═════ TEXT SEGMENT
Trait coherence is a problem for programs that use external compilation
units known as \emph{crates} (roughly speaking, `libraries'), because if two
unrelated crates provide separate implementations for the same trait, then those
crates cannot be imported together.
\begin{figure}[t!]
% Hack to get the listing in the figure
\newsavebox{\orphanalisting}
\begin{lrbox}{\orphanalisting}
\begin{lstrustsmall}
use a::{MyType, MyTrait};

impl MyTrait for MyType {
    fn method1() {
        ...
    }

    fn method2() {
        ...
    }
}

\end{lstrustsmall}
\end{lrbox}

\newsavebox{\orphanblisting}
\begin{lrbox}{\orphanblisting}
\begin{lstrustsmall}
error[E0117]: only traits defined in the current
              crate can be implemented for types
              defined outside of the crate
 --> src/lib.rs:3:1
3 | impl MyTrait for MyType {}
  | ^^^^^^^^^^^^^^^^^------
  | |                |
  | |                `MyType` is not defined in
  | |                the current crate
  | impl doesn't use only types from inside the
  | current crate

\end{lstrustsmall}
\end{lrbox}
    \centering
    \subfloat[\centering Invalid trait implementations]{\usebox{\orphanalisting}}
    \hfill
    \subfloat[\centering Compiler error]{\usebox{\orphanblisting}}
    \caption{
        Here, we try to provide an implementation of the externally defined
        trait, \lstinline{MyTrait} for the externally defined type,
        \lstinline{MyType}. This results in a compile error in Rust because it
        violates the orphan rule.}
    \label{lst:coherence}
\end{figure}

To address this, traits in Rust must adhere to something called the \emph{orphan
rule}. The rule is simple: it is not possible to implement a trait for a type
where both the trait and the type are defined in separate crates. This prevents
multiple conflicting trait implementations from existing across crates.
══════════
REQUIREMENTS ::
a) In the passage on Rust's orphan rule, what does the rule prevent?
b) Name every distinct LaTeX environment that the passage on Rust's orphan rule opens with \begin.
c) Write the next few sentences of the passage on Rust's orphan rule, picking up after its last sentence.
The rows come from a separate source.
═════ ENTRIES SUPPLIED
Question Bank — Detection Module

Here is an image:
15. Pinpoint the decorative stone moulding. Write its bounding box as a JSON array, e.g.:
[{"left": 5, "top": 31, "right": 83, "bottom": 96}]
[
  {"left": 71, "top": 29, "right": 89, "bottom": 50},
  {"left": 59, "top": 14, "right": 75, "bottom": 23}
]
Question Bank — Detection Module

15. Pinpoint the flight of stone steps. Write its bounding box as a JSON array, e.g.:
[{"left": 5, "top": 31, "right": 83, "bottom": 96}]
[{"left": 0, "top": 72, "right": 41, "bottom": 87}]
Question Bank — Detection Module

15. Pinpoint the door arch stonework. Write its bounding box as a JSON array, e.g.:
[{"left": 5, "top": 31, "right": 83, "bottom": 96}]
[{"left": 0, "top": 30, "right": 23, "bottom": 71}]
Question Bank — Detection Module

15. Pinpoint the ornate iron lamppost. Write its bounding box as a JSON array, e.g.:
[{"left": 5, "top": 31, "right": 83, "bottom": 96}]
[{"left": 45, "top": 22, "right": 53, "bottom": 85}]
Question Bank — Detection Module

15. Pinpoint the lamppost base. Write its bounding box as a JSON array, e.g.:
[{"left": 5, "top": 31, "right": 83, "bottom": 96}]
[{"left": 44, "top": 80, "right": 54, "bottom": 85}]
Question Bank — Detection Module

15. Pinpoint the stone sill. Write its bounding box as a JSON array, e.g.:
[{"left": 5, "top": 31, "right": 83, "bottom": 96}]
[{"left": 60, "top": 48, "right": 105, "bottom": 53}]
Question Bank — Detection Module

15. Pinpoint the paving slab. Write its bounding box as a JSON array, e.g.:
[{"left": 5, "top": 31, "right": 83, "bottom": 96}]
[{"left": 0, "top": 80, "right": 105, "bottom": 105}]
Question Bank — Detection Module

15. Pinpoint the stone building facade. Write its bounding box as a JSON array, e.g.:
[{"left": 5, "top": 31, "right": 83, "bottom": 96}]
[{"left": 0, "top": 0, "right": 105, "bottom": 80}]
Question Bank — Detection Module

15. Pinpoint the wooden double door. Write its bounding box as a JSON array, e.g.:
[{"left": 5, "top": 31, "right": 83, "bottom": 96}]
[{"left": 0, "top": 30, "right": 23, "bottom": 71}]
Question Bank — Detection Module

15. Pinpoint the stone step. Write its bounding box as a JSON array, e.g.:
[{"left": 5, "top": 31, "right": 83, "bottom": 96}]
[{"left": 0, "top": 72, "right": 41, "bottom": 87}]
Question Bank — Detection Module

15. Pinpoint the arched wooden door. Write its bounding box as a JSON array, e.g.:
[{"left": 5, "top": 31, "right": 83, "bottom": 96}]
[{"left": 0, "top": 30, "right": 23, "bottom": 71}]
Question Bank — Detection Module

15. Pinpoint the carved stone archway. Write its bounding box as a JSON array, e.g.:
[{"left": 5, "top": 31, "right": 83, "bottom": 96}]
══════════
SET OF ANSWERS ::
a) It prevents multiple conflicting trait implementations from existing across crates.

b) figure, lrbox, lstrustsmall

c)
\autoref{lst:coherence} shows how the orphan rule is enforced at compile-time in
Rust.

The problem with the orphan rule is that it would become a major source of
ergonomic frustration for \ourgc if it defined a separate \lstinline{Finalize}
trait. It would not be possible to implement \lstinline{Finalize} for any type
which was not defined in the user's current crate. If types from external crates
do not provide their own implementations for \lstinline{Finalize}, then those
types may cause resource leaks when used in a \lstinline{Gc}.

A workaround for the orphan rule is to use the \emph{new-type idiom}, where the
current crate defines a wrapper type for an external type. Unfortunately, this
workaround can be cumbersome to write and makes types in Rust harder to read.
\autoref{lst:orphan_workaround} shows how the new-type idiom can be used to add
a finaliser to a type defined outside of the current crate. This can be used in
other GC designs for Rust which use a separate \lstinline{Finalize} trait such
as \rustgc.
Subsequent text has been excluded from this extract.